WHAT THIS TASK INVOLVES → Show every line below where "wheel" can be found.

PROVIDED DATA →
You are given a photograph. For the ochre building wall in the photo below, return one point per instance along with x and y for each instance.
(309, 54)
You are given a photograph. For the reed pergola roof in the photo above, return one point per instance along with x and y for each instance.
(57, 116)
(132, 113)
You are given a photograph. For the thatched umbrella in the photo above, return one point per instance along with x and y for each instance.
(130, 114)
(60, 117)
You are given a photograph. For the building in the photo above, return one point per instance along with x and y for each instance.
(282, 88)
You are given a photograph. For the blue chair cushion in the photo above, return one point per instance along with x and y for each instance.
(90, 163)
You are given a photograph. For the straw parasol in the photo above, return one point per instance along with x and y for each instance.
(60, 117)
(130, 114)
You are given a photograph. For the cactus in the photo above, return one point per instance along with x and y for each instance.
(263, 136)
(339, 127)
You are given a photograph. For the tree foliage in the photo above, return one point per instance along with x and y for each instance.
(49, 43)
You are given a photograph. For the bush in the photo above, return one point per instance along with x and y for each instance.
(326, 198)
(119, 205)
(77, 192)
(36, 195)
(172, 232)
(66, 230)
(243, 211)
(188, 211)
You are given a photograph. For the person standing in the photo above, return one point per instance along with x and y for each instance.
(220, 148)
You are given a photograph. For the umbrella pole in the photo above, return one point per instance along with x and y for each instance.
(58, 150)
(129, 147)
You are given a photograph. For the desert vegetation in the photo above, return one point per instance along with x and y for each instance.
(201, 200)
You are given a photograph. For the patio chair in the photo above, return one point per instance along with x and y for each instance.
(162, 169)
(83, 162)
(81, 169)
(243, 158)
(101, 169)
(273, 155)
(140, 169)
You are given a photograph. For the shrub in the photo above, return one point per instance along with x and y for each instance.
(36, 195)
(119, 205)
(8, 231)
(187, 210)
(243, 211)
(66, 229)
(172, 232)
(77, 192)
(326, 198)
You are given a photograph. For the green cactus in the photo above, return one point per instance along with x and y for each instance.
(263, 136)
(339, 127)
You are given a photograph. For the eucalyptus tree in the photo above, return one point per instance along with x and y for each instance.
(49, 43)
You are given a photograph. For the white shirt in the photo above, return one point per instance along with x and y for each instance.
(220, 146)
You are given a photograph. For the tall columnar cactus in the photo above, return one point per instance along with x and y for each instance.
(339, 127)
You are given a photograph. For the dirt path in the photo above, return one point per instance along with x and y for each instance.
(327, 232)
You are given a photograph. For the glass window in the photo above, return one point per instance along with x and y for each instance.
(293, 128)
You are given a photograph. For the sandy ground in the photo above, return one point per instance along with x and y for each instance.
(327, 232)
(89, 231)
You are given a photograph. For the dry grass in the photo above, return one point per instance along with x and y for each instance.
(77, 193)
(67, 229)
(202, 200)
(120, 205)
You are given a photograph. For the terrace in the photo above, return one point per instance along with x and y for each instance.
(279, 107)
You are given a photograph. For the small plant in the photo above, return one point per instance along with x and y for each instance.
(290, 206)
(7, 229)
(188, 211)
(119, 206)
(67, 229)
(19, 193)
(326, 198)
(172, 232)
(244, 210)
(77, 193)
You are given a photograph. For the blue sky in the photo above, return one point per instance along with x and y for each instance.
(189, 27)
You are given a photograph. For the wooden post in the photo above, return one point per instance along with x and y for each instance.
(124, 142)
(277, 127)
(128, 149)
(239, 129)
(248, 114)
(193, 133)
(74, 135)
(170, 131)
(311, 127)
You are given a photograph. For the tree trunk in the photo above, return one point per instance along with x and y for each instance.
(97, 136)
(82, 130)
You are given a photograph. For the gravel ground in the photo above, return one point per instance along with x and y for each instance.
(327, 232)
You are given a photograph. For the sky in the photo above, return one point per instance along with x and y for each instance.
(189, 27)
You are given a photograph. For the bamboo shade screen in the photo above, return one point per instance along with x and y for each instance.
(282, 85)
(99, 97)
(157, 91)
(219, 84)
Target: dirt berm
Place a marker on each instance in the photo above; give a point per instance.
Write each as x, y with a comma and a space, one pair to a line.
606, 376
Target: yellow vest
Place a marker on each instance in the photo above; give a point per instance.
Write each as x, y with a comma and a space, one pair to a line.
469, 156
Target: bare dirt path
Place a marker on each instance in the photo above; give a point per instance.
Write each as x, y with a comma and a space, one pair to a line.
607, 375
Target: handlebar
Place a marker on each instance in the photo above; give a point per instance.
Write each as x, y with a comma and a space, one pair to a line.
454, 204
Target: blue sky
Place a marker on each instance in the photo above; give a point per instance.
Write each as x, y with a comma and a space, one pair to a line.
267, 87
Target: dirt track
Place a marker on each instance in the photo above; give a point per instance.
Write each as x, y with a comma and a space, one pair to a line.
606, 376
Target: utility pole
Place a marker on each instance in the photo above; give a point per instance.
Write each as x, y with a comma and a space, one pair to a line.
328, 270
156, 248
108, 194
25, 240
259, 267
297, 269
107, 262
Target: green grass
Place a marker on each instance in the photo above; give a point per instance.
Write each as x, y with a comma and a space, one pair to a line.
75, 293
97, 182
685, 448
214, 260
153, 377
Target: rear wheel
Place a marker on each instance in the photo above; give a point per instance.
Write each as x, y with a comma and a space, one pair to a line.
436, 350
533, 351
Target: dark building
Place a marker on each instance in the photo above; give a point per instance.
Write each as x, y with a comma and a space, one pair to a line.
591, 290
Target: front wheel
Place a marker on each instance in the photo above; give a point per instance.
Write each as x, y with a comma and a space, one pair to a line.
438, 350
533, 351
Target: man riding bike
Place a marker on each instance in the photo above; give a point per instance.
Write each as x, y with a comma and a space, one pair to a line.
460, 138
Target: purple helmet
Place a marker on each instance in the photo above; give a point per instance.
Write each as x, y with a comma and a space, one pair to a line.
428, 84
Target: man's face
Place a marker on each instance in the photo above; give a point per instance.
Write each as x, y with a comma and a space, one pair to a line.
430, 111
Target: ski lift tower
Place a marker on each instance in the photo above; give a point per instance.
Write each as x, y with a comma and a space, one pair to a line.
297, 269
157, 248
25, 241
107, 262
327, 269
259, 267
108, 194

RESPONSE TO THE EXERCISE →
Target: rear wheel
Target: front wheel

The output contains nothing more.